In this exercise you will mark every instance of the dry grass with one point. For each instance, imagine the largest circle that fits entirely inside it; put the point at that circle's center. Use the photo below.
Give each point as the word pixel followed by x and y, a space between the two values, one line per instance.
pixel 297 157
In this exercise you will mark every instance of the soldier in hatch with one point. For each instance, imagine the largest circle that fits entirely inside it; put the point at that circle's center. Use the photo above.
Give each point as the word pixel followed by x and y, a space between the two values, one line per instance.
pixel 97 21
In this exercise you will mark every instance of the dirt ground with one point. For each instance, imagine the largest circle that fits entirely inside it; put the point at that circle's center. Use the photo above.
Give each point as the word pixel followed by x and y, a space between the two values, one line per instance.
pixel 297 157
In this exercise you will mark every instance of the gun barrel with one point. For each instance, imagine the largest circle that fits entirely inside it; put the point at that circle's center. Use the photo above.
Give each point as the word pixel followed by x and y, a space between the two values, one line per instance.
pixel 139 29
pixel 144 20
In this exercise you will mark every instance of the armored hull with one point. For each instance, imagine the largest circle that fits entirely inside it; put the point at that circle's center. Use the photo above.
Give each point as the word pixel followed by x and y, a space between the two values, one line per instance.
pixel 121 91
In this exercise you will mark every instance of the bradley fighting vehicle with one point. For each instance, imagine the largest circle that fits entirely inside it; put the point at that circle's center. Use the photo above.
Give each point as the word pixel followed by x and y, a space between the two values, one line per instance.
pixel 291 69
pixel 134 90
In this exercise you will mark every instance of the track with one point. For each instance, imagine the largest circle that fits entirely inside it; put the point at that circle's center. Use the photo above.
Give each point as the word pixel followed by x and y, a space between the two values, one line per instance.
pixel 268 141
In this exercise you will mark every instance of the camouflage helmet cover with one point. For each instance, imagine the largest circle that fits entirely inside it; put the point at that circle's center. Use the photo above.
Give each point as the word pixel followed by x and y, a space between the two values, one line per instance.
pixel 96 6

——————————

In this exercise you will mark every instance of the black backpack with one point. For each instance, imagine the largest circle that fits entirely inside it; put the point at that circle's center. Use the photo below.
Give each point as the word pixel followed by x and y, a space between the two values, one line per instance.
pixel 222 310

——————————

Copy out the records above word for word, everything from the line containing "In this exercise you will mark every instance of the armored" down to the line containing "pixel 121 91", with both of those lines included.

In this exercise you will mark every instance of the armored hull with one point. For each instance, imagine the largest circle that fits entirely inside it; put the point at that circle's center. Use the photo above.
Give each point as the word pixel followed by x and y, a space between the two values, one line per instance.
pixel 121 91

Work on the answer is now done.